◆ **INPUT DATA**:
..........

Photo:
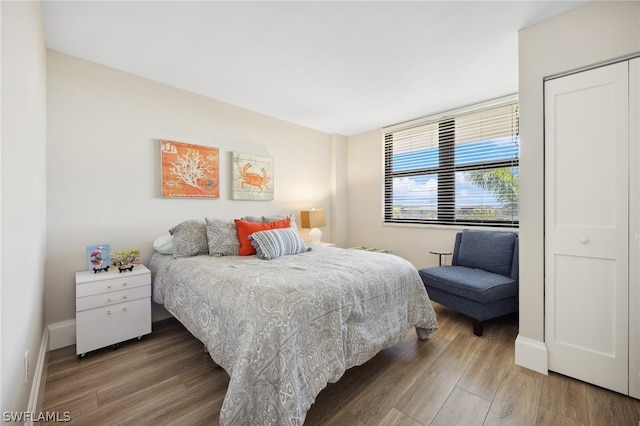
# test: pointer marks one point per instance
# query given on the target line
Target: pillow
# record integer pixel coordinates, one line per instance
(164, 244)
(264, 219)
(277, 242)
(222, 237)
(255, 219)
(247, 228)
(189, 238)
(291, 217)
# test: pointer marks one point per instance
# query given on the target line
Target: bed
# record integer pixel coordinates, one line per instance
(284, 328)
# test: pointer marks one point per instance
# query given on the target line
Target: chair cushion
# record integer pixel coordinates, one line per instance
(487, 250)
(473, 284)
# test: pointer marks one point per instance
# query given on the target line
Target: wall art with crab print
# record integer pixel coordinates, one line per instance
(189, 171)
(252, 177)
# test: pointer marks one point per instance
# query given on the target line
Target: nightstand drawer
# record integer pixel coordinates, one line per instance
(111, 298)
(100, 327)
(112, 284)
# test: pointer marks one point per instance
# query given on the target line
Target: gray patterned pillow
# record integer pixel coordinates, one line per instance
(223, 237)
(273, 243)
(189, 239)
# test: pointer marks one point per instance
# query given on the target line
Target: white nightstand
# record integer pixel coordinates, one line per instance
(112, 307)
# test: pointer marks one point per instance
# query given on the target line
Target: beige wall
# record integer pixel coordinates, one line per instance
(600, 31)
(103, 130)
(23, 194)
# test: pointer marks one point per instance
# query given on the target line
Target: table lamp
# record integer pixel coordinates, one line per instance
(313, 219)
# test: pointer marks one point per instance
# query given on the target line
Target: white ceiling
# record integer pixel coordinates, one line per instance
(339, 67)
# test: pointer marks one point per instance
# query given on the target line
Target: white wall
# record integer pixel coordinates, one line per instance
(594, 33)
(22, 198)
(103, 177)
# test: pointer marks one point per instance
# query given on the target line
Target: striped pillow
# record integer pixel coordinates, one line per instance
(272, 243)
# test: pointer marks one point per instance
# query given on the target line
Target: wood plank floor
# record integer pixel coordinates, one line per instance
(453, 378)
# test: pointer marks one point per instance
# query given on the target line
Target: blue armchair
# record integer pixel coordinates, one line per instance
(482, 281)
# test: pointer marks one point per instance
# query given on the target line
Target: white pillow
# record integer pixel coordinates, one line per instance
(164, 244)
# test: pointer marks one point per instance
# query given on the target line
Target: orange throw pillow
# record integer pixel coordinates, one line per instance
(247, 228)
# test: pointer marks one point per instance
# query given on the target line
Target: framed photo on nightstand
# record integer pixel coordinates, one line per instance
(99, 256)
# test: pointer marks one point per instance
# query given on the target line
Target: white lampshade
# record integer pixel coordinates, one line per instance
(313, 219)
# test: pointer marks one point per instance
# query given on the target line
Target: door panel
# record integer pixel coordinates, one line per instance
(586, 225)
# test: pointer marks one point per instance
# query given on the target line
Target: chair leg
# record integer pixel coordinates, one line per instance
(477, 327)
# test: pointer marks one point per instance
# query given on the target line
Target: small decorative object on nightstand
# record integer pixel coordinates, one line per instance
(111, 307)
(441, 254)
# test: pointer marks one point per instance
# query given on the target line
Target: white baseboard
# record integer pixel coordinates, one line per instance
(62, 334)
(532, 354)
(39, 376)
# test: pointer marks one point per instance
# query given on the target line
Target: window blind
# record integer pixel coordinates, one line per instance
(460, 168)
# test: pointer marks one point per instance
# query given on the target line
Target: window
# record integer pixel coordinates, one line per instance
(460, 168)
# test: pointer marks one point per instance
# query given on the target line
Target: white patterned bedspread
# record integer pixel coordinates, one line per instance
(284, 328)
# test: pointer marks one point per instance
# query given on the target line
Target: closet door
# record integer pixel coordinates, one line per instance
(634, 231)
(587, 226)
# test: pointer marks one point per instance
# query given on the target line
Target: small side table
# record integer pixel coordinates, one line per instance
(441, 254)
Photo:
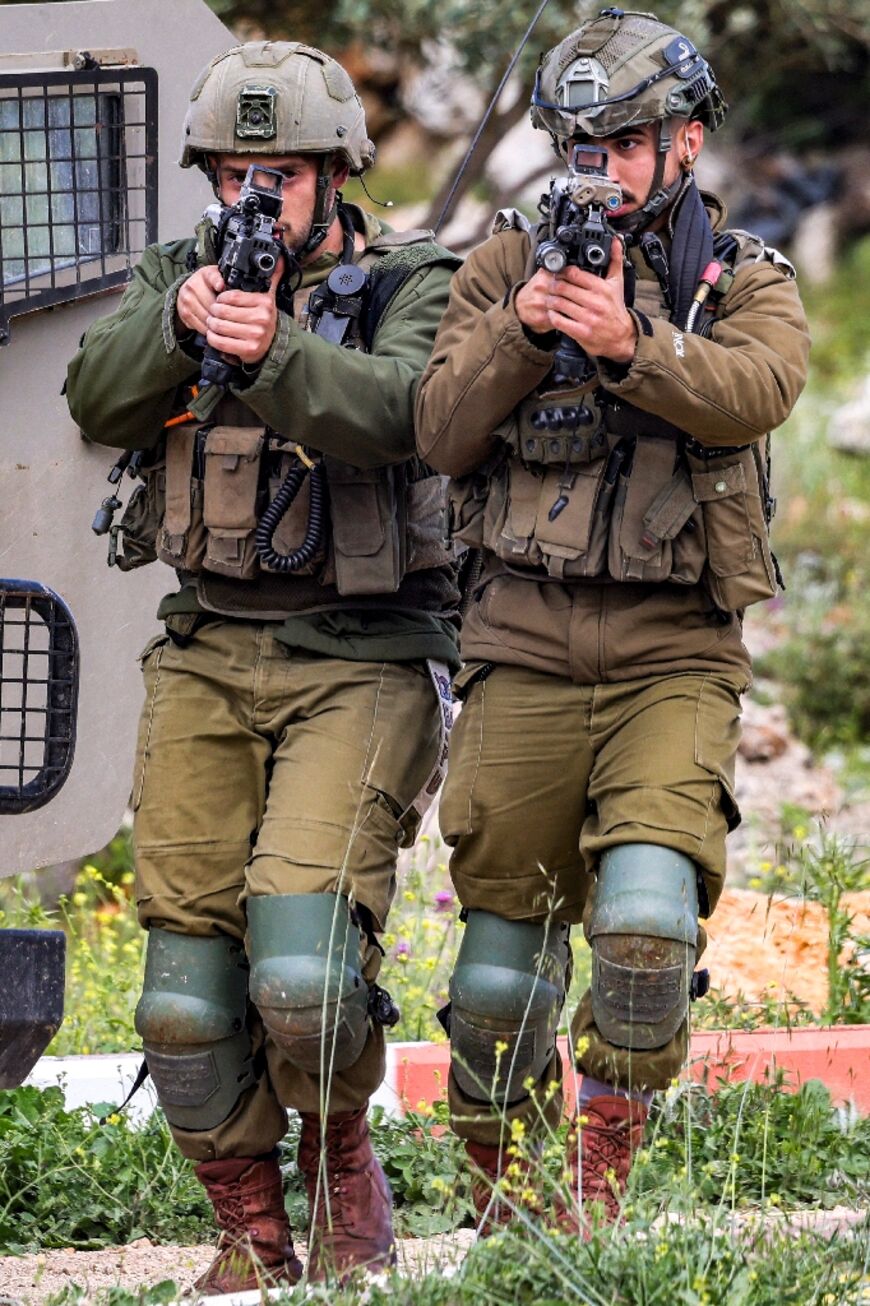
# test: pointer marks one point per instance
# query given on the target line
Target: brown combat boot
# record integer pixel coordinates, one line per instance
(350, 1204)
(604, 1136)
(255, 1247)
(494, 1202)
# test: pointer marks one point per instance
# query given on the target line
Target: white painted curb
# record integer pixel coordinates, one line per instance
(85, 1080)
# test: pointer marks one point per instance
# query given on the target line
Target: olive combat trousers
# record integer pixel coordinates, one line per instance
(545, 775)
(260, 771)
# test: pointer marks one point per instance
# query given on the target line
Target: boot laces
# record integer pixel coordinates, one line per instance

..........

◆ **THE REQUEST**: Report how many lines in the text above contain the word "nightstand", counting only matches with the same capitalization, and give only the number.

◆ **COMPLETE RESPONSE**: 4